SUPPLIED RECORDS:
»»

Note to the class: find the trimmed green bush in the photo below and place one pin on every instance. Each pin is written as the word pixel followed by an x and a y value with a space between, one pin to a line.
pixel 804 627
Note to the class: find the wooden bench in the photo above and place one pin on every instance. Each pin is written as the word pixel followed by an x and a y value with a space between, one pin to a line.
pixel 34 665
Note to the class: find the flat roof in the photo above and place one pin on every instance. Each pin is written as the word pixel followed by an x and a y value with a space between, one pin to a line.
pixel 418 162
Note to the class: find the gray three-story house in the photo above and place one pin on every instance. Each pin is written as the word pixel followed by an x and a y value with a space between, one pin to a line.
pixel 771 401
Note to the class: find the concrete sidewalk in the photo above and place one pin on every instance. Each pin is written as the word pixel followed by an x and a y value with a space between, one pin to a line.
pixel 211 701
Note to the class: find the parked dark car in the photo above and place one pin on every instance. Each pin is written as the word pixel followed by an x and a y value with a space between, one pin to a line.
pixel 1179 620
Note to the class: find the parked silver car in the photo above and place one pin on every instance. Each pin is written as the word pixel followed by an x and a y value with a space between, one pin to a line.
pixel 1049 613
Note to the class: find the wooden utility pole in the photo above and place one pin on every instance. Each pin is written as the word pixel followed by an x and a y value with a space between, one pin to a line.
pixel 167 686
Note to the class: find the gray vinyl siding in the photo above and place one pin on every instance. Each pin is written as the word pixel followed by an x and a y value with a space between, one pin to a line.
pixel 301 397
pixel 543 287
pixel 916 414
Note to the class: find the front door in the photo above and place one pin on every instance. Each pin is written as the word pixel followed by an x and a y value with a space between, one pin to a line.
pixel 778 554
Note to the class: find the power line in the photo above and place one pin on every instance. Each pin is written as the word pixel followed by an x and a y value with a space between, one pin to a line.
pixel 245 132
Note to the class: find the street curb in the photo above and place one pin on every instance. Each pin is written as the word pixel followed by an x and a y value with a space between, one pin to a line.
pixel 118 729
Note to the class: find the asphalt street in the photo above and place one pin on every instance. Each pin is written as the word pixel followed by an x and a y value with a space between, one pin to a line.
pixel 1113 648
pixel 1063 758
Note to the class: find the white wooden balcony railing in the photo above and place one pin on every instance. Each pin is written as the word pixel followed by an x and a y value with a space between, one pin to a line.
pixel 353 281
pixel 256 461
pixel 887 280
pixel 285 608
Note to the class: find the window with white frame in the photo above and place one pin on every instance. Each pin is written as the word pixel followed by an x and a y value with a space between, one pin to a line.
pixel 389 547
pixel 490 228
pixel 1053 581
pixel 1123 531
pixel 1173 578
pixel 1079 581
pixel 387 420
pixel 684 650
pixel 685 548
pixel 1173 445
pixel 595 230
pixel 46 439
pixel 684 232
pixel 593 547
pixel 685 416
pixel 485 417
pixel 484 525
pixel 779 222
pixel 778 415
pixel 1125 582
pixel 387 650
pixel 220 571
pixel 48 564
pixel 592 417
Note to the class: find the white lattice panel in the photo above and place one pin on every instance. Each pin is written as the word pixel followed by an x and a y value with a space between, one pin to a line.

««

EXERCISE REQUIREMENTS:
Copy every record above verbatim, keeping the original order and line breaks.

FINISHED TASK:
Note to the class: find the trimmed green bush in the photo below and place one pin on every instance. Each pin is written as the word pixel followed by an x and a y value with a space between, one pin to a line.
pixel 804 627
Note to the class: find the wooden bench in the photo above and place one pin on every instance. Each pin is written as the word pixel followed by an x and a y value with a space between, one pin to a line.
pixel 34 665
Note to the class: find the flat roof in the photo above and place one pin on every instance. Each pin is written as the word pixel followed by an x and a y value with a space between, one pin to a line.
pixel 418 162
Note to the class: find the gray three-story house in the photo above and place one pin on every instance. Each pin is written as the word pixel followed by an x and a y value with a space between, one pin to a line.
pixel 771 401
Note to the class: find the concrete sidewalk in the photo above and place one pin on every instance. Each pin is written as the word pixel followed by an x and a y value with a space between, one pin to a line.
pixel 211 701
Note to the class: find the parked dark car in the photo above and place one pin on every instance. Each pin is written as the word pixel followed by an x and a y value with a space between, one pin to a line.
pixel 1179 620
Note to the class: find the parked silver car in the photo above and place one pin on every instance. Each pin is written as the word pixel followed by an x and a y value with a space between, one pin to a line.
pixel 1049 613
Note to the class: find the wooden utility pole in the photo above and place one pin on every instance. Each pin is written as the word pixel followed by an x and a y value with a space between, one pin to a line.
pixel 167 686
Note to the class: find the gray vinyl siding in the photo above and place one pin on every instance. Each pin is written as the word pixel followed by an x and a y value with a space between, one pin to a line.
pixel 301 397
pixel 543 287
pixel 916 414
Note to the class: find the front door in the photo above and place one pin on every instance. Each pin is written as the word pixel followed by an x and a y value with a space between, one pin to a line.
pixel 778 554
Note to the class: find the power line in the photo above and place one pin on every instance. Each pin is written as the word pixel followed by an x and a y value with a space between, one pin to a line.
pixel 245 132
Note to the class: find the street curb in the photo above and place one pin on every instance. Each pin is written as the word pixel followed by an x and a y value with a space between, one pin to a line.
pixel 118 729
Note to the class: find the asphalt street in the photo above and place one pin on every instance. Each pin is written as the word pixel followed by an x and a y value with a space between, one pin to a line.
pixel 1113 648
pixel 1063 758
Note to the class: find the white wooden balcony railing in the photo above and place one pin on every instance. Each pin is written as the word pixel followed by an x and a y value with a space between, one pin to a line.
pixel 353 281
pixel 256 461
pixel 887 280
pixel 285 608
Note to the class: find the window with white frame in the photo above and place one pin on every instance. Each pin is written as the word pixel followed by an x and a y value with a space between, one pin to a line.
pixel 389 547
pixel 490 228
pixel 1053 581
pixel 1123 531
pixel 1173 578
pixel 1079 581
pixel 387 420
pixel 684 650
pixel 685 548
pixel 1173 445
pixel 595 230
pixel 46 439
pixel 684 232
pixel 593 547
pixel 685 416
pixel 485 417
pixel 484 525
pixel 779 222
pixel 778 415
pixel 1125 582
pixel 387 650
pixel 220 571
pixel 48 564
pixel 592 417
Note to the class: find the white lattice panel in the photo above and place one pin on every instance. Each pin is written as the word pixel followed by an x and a y value with a space between, one pin to a line.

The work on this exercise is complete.